#### [INSTRUCTION]
Please copy the lines of the items below word for word, from the line containing "Reviewer note: confirm that each instance of the ornamental" through the line containing "column 915, row 521", with both of those lines included.

#### [LISTING]

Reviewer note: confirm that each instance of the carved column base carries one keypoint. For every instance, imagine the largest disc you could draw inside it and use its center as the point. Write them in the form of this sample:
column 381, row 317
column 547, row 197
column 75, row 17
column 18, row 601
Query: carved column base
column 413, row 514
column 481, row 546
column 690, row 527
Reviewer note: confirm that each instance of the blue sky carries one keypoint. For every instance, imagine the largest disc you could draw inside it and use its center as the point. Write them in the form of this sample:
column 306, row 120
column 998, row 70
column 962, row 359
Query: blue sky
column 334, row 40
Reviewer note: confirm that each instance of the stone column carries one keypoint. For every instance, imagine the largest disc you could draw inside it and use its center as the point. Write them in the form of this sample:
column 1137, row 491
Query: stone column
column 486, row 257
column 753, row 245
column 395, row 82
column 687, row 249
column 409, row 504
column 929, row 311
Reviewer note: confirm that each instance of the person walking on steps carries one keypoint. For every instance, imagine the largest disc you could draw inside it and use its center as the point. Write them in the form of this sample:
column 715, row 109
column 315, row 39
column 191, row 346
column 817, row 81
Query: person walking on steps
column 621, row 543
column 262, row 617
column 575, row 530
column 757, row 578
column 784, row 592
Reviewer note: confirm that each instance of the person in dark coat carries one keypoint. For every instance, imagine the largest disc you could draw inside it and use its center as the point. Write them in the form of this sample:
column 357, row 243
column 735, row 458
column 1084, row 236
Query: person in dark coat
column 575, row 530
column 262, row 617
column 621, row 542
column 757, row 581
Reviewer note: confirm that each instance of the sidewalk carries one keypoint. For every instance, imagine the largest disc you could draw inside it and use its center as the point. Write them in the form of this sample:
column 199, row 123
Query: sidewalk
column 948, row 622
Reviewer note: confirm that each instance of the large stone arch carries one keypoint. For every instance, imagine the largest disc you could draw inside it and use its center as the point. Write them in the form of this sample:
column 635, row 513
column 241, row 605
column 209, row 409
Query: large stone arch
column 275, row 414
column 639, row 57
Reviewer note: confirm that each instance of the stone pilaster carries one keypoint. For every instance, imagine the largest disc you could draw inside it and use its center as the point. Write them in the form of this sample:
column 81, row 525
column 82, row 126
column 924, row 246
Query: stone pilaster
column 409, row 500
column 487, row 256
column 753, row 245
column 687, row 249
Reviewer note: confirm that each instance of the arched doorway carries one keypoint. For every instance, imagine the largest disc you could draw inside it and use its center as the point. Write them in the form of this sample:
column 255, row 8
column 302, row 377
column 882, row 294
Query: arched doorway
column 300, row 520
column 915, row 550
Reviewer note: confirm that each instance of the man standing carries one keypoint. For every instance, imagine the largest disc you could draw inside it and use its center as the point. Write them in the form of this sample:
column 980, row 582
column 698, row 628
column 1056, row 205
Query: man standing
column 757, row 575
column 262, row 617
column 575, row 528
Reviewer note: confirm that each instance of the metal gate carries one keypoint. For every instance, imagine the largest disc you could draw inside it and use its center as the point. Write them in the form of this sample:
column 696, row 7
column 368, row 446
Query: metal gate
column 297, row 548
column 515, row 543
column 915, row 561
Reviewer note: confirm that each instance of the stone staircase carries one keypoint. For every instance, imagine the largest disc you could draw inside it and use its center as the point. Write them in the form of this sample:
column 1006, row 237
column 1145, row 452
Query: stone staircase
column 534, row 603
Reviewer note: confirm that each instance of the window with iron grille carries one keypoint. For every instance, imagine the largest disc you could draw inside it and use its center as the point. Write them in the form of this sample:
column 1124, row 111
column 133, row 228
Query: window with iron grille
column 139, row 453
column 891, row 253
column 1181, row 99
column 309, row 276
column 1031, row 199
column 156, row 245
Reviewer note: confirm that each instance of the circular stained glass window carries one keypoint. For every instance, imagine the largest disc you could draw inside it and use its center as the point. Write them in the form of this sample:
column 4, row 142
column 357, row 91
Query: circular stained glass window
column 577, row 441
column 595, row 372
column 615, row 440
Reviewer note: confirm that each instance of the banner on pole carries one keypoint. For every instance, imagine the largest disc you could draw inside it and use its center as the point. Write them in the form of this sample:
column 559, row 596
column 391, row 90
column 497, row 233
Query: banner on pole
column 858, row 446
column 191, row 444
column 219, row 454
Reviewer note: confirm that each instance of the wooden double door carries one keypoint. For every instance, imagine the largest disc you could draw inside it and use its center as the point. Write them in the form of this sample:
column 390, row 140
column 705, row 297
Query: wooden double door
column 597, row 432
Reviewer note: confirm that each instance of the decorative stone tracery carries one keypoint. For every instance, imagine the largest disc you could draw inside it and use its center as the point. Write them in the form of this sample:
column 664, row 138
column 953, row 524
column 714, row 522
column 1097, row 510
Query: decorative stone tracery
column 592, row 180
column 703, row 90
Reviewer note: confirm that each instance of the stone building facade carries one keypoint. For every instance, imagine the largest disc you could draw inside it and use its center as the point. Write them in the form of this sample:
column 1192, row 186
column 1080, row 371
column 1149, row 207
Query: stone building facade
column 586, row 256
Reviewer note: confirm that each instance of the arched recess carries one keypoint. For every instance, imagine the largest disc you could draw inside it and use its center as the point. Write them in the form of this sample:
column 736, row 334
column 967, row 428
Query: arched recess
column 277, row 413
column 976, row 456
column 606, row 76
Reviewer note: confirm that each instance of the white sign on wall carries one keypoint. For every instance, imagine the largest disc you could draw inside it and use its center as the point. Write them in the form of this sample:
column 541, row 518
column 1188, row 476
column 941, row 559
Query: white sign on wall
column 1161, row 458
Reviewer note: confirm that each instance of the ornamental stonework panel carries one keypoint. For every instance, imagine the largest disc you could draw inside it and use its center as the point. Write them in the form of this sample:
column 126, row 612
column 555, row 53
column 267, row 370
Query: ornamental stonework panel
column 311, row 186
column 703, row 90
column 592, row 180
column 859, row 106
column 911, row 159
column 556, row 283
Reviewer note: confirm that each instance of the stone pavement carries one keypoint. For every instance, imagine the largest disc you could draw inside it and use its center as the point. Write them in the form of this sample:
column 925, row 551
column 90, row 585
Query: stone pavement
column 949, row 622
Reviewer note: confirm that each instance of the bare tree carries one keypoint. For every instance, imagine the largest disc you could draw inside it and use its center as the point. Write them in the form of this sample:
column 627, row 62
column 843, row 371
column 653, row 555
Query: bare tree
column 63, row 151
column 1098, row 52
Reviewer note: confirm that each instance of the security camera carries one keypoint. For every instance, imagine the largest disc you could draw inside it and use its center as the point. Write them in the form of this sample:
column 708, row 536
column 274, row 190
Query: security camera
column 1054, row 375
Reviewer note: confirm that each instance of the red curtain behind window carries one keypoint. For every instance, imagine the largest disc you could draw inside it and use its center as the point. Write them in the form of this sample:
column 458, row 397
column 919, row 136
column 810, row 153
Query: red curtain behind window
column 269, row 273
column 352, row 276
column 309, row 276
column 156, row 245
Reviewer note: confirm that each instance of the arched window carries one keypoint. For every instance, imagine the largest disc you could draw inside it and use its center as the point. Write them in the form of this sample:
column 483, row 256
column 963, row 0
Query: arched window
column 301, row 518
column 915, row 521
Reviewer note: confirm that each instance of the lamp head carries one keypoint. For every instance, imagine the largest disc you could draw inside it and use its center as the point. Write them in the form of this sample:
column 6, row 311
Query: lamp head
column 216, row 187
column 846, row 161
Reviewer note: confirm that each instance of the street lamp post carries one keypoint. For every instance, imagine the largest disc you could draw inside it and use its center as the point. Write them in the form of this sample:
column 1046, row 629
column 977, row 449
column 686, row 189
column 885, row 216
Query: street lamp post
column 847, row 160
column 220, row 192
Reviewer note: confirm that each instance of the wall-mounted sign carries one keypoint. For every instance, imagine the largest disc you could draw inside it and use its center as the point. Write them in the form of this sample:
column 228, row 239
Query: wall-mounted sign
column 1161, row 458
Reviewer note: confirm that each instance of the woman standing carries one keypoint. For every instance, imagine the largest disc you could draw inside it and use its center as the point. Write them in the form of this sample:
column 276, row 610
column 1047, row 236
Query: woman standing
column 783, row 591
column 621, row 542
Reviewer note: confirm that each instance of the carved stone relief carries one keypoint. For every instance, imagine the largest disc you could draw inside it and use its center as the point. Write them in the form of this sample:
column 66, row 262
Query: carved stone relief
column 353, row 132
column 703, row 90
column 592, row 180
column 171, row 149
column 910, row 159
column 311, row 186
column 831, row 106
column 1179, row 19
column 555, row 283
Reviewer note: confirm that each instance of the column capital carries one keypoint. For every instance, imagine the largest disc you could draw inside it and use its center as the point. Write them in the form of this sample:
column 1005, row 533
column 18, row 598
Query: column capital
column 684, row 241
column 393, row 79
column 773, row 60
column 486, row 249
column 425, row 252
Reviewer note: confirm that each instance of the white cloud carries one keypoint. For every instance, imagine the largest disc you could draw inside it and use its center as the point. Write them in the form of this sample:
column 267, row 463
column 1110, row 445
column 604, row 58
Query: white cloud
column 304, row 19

#### [COMPLETE ANSWER]
Reviewer note: confirm that each instance of the ornamental stonework panel carries one keypoint. For every instance, imagine the largest disc you could draw inside it and use its center as the point. Write them in the form of this sample:
column 126, row 612
column 555, row 53
column 267, row 370
Query: ornamental stonework panel
column 311, row 186
column 703, row 90
column 592, row 180
column 859, row 106
column 911, row 159
column 556, row 283
Reviewer note: confirm that each instance of the stone pavement carries one keypoint. For every instance, imagine the largest disc you could draw inside it and use its center as the point. Write them in the form of this sample:
column 925, row 551
column 90, row 585
Query: stone pavement
column 949, row 622
Reviewer note: confirm that each instance of the bare tree carries one keypoint. For every instance, imagine the largest disc you could draw inside it and use its center as the point. Write them in the form of this sample:
column 627, row 62
column 843, row 371
column 653, row 555
Query: bare tree
column 63, row 151
column 1098, row 52
Reviewer note: confirm that each instance of the security camera carries one keypoint. For every instance, imagine the largest disc you could draw inside it and use its center as the point. Write them in the form of this sample:
column 708, row 536
column 274, row 190
Query: security camera
column 1054, row 375
Reviewer note: confirm that each instance of the red curtain behind window carries one keypoint. For every instance, imagine the largest disc you could draw inside it and use its center as the point. Write them in the form of this sample:
column 458, row 397
column 919, row 136
column 810, row 153
Query: red curtain behind window
column 269, row 273
column 352, row 276
column 309, row 276
column 156, row 245
Reviewer note: confirm that each instance of the arched window carries one keypoint. For every instance, imagine the largest disc you could draw inside it and use its center as the point. Write them in the form of this sample:
column 483, row 256
column 963, row 0
Query: arched window
column 301, row 518
column 915, row 521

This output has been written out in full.